What is expected =>
Nothing in the records may be left out or altered; reproduce them all exactly.

○ ○ ○ ○ ○

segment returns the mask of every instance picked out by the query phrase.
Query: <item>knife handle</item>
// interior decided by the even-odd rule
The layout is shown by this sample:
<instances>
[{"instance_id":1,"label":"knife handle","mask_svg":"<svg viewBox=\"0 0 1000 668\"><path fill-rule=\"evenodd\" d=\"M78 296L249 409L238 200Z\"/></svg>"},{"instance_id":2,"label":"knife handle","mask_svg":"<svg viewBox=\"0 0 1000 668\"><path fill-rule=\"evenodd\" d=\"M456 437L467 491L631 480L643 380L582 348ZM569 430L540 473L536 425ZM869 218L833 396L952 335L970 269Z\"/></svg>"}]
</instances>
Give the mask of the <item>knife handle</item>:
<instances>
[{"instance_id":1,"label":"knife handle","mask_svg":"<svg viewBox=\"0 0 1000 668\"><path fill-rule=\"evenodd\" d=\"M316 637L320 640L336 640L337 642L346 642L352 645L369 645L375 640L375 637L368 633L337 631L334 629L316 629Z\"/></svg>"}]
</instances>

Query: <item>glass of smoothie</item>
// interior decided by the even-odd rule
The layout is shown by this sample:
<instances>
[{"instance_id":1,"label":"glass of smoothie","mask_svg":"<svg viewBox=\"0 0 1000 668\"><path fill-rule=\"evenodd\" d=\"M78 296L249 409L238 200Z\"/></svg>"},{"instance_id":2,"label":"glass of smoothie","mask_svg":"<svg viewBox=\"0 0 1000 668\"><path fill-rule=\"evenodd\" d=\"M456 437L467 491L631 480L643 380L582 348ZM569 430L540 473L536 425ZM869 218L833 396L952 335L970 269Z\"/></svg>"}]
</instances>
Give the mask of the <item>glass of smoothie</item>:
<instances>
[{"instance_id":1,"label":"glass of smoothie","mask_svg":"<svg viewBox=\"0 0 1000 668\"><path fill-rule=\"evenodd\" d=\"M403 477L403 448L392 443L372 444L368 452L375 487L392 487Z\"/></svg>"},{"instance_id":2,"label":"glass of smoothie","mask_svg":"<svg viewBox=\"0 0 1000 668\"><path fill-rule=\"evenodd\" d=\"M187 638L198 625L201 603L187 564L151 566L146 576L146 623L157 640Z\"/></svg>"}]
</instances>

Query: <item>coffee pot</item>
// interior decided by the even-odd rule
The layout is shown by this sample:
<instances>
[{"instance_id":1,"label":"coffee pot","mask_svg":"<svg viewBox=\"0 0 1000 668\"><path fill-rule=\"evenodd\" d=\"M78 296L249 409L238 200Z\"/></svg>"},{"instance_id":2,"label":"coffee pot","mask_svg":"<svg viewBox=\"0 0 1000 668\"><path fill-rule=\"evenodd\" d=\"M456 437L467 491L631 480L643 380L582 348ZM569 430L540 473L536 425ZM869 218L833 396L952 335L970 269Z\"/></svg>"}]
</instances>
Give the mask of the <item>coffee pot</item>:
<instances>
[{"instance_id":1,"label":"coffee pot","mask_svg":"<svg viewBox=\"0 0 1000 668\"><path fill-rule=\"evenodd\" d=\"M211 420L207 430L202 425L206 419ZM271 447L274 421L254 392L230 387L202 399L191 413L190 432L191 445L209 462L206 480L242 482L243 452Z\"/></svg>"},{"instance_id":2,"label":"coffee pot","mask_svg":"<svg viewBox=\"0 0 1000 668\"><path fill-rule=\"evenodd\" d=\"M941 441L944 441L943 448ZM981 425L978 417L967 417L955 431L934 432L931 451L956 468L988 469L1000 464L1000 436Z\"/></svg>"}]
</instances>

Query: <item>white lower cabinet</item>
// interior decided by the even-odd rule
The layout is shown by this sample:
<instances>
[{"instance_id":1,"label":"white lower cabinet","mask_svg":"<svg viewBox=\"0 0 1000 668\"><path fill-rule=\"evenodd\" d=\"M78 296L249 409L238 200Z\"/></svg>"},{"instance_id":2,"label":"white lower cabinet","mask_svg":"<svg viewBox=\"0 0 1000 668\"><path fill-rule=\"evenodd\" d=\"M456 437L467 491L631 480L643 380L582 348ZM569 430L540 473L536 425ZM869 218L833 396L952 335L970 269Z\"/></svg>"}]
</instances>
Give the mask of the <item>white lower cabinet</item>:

○ ○ ○ ○ ○

Result =>
segment returns the mask of every instance picked out by the query phrase.
Query: <item>knife handle</item>
// interior decided by the even-odd rule
The layout is shown by this sample:
<instances>
[{"instance_id":1,"label":"knife handle","mask_svg":"<svg viewBox=\"0 0 1000 668\"><path fill-rule=\"evenodd\" d=\"M78 296L249 409L238 200Z\"/></svg>"},{"instance_id":2,"label":"knife handle","mask_svg":"<svg viewBox=\"0 0 1000 668\"><path fill-rule=\"evenodd\" d=\"M456 437L467 491L631 480L643 380L582 348ZM569 430L540 473L536 425ZM869 218L833 396L952 335L970 269Z\"/></svg>"}]
</instances>
Give the mask of the <item>knife handle</item>:
<instances>
[{"instance_id":1,"label":"knife handle","mask_svg":"<svg viewBox=\"0 0 1000 668\"><path fill-rule=\"evenodd\" d=\"M316 637L320 640L336 640L337 642L346 642L352 645L369 645L375 640L375 637L368 633L337 631L334 629L316 629Z\"/></svg>"}]
</instances>

Query: <item>glass of smoothie</item>
// interior decided by the even-odd rule
The layout is shown by this sample:
<instances>
[{"instance_id":1,"label":"glass of smoothie","mask_svg":"<svg viewBox=\"0 0 1000 668\"><path fill-rule=\"evenodd\" d=\"M78 296L249 409L238 200Z\"/></svg>"},{"instance_id":2,"label":"glass of smoothie","mask_svg":"<svg viewBox=\"0 0 1000 668\"><path fill-rule=\"evenodd\" d=\"M456 437L467 491L631 480L643 380L582 348ZM569 430L540 473L536 425ZM869 218L833 396L952 335L970 269Z\"/></svg>"}]
</instances>
Give the mask of the <item>glass of smoothie</item>:
<instances>
[{"instance_id":1,"label":"glass of smoothie","mask_svg":"<svg viewBox=\"0 0 1000 668\"><path fill-rule=\"evenodd\" d=\"M403 477L403 448L392 443L372 444L368 452L375 487L392 487Z\"/></svg>"},{"instance_id":2,"label":"glass of smoothie","mask_svg":"<svg viewBox=\"0 0 1000 668\"><path fill-rule=\"evenodd\" d=\"M187 638L198 625L201 603L187 564L151 566L146 576L146 623L157 640Z\"/></svg>"}]
</instances>

Query: <item>coffee pot</item>
// interior decided by the even-odd rule
The layout is shown by this sample:
<instances>
[{"instance_id":1,"label":"coffee pot","mask_svg":"<svg viewBox=\"0 0 1000 668\"><path fill-rule=\"evenodd\" d=\"M78 296L249 409L238 200Z\"/></svg>"},{"instance_id":2,"label":"coffee pot","mask_svg":"<svg viewBox=\"0 0 1000 668\"><path fill-rule=\"evenodd\" d=\"M456 437L467 491L631 480L643 380L582 348ZM569 430L540 473L536 425ZM869 218L833 396L952 335L970 269Z\"/></svg>"}]
</instances>
Give the mask of the <item>coffee pot</item>:
<instances>
[{"instance_id":1,"label":"coffee pot","mask_svg":"<svg viewBox=\"0 0 1000 668\"><path fill-rule=\"evenodd\" d=\"M211 420L207 430L202 425L206 419ZM271 447L274 421L254 392L230 387L202 399L191 413L190 432L191 445L209 462L206 480L242 482L243 452Z\"/></svg>"},{"instance_id":2,"label":"coffee pot","mask_svg":"<svg viewBox=\"0 0 1000 668\"><path fill-rule=\"evenodd\" d=\"M941 441L944 441L943 448ZM981 425L978 417L967 417L955 431L934 432L931 451L956 468L988 469L1000 464L1000 436Z\"/></svg>"}]
</instances>

Query: <item>white lower cabinet</item>
// interior decided by the even-odd rule
The layout is shown by this sample:
<instances>
[{"instance_id":1,"label":"white lower cabinet","mask_svg":"<svg viewBox=\"0 0 1000 668\"><path fill-rule=\"evenodd\" d=\"M78 296L249 409L238 200Z\"/></svg>"},{"instance_id":2,"label":"white lower cabinet","mask_svg":"<svg viewBox=\"0 0 1000 668\"><path fill-rule=\"evenodd\" d=\"M456 437L467 491L631 480L643 380L582 348ZM569 430L540 473L536 425ZM869 218L833 396L952 335L970 269Z\"/></svg>"}]
</instances>
Give the mask of the <item>white lower cabinet</item>:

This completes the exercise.